> [TASK INPUT]
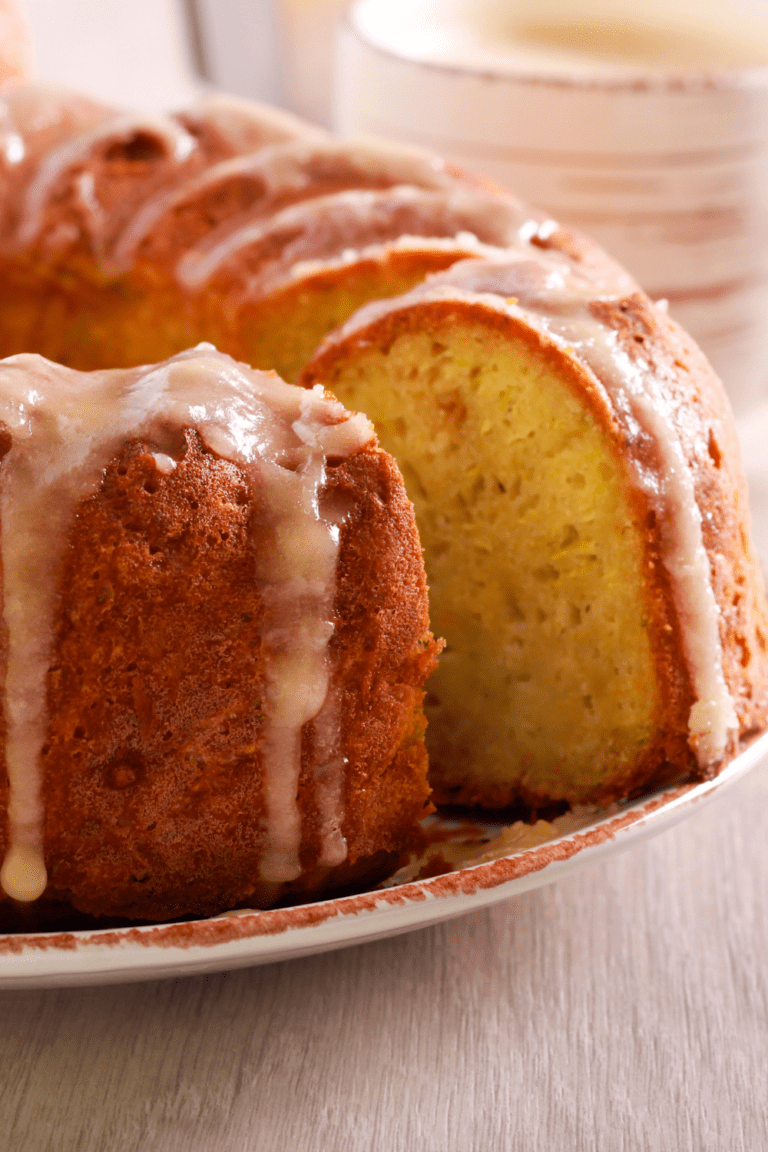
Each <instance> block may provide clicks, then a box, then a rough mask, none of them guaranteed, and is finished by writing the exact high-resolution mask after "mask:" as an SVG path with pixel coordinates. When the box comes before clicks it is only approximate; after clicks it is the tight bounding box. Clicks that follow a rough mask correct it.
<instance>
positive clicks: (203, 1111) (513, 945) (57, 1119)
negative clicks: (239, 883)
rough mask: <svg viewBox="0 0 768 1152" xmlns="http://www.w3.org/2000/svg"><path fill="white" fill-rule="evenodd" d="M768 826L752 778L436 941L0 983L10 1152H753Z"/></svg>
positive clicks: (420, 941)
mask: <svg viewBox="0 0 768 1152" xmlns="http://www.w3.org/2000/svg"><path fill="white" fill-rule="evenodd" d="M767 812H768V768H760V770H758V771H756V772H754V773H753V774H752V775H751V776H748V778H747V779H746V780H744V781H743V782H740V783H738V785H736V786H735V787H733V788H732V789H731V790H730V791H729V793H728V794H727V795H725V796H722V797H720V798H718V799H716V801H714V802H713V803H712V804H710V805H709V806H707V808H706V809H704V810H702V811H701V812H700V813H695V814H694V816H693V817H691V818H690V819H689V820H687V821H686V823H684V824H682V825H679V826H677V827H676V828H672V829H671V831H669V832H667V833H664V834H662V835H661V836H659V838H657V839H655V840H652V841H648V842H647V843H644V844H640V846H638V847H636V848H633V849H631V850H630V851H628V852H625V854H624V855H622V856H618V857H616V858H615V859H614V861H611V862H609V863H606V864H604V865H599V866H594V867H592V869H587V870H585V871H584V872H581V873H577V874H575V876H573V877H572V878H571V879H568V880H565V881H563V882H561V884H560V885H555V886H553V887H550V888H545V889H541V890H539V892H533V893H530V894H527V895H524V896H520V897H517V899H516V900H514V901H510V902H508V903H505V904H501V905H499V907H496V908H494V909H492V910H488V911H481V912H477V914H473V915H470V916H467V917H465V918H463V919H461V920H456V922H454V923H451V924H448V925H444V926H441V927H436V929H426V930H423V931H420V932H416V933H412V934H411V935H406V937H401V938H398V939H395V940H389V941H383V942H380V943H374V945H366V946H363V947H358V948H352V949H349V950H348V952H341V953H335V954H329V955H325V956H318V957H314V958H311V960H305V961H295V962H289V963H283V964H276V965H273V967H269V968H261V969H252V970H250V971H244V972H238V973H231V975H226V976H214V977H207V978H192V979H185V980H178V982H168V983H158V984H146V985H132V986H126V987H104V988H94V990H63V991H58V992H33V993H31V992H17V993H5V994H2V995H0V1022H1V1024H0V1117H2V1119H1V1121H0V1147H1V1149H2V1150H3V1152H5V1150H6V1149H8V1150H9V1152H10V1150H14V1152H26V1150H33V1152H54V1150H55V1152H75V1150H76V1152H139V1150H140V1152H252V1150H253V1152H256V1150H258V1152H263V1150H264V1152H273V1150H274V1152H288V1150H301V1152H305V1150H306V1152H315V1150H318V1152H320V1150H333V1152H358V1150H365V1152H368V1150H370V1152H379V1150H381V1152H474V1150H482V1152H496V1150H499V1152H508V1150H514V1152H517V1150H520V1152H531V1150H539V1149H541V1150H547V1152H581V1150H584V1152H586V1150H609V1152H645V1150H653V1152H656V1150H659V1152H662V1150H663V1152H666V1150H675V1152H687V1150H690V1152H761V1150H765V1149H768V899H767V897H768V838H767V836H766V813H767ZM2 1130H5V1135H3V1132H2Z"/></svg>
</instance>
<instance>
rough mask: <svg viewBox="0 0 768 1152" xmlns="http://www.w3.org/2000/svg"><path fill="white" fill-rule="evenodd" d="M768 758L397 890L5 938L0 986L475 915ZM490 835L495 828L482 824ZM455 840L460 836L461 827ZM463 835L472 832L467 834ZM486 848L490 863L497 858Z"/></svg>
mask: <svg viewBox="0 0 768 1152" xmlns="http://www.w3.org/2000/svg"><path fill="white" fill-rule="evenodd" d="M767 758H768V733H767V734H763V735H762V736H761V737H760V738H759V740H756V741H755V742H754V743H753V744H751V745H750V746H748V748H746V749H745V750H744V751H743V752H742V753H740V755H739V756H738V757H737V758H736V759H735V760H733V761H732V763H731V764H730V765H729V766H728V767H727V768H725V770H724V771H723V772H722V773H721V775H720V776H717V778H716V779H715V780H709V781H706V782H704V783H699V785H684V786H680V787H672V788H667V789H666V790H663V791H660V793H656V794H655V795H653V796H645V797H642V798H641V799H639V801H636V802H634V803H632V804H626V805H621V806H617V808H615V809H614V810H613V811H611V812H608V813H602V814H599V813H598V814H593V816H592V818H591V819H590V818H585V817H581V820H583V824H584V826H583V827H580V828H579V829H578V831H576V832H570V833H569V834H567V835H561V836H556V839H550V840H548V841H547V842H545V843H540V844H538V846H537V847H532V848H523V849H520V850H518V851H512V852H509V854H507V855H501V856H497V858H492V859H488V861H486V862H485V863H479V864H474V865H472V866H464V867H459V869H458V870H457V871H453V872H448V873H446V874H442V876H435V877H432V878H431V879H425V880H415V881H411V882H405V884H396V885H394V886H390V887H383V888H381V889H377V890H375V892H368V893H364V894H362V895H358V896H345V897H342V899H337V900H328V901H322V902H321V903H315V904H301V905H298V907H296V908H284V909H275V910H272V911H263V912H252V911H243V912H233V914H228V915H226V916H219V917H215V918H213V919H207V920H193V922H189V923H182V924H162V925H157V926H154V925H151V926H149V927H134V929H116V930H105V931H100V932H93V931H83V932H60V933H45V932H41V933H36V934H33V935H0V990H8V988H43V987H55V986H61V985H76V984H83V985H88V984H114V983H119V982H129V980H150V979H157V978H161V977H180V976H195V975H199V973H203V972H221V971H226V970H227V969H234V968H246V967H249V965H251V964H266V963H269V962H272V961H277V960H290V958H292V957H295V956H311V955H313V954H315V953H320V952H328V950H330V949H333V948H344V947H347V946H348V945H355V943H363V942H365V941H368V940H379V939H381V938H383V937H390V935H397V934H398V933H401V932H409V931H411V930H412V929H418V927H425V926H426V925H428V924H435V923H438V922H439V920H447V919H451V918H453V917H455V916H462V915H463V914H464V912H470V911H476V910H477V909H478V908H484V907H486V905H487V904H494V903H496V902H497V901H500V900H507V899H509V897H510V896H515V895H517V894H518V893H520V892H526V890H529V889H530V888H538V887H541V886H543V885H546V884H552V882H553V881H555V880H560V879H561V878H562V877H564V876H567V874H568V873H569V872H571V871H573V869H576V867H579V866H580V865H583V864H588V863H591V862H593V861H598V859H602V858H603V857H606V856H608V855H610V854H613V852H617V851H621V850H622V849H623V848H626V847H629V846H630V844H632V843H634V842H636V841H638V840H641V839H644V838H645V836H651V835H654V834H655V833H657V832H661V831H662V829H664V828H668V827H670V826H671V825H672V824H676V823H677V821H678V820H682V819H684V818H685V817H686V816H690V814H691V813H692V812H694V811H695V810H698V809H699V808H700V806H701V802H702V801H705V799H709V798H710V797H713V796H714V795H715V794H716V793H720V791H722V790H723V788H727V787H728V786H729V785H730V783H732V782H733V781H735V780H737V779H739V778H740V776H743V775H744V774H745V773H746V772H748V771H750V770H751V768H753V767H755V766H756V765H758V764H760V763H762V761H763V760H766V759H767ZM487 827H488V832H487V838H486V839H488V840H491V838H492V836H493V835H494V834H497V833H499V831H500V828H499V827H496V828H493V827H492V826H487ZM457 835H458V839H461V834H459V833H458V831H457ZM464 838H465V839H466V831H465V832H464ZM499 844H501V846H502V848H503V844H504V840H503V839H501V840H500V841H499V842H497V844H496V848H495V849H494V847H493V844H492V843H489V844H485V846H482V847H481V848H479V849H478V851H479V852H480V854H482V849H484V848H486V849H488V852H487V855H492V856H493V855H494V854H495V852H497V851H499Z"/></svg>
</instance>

> [REQUEST]
Give the part of the entries that runs from their start through the line containing "negative clicks: (239, 883)" as a numbered list, skipping blank lines. Leave the pictures out.

> [TASK OUTPUT]
1. Each <instance> block may provide clicks, then a box, then a rough mask, none of them guaranteed, and is finished by writing the exact high-resolution mask after "mask:" as an SVG path with pixel coordinates. When the box comes before clicks it is only approximate; after clicks it is the tight bounding box. Clicks that follow a rough mask correct it.
2. <instance>
3. positive clicks: (203, 1111) (513, 945) (57, 1119)
4. negative clicks: (239, 883)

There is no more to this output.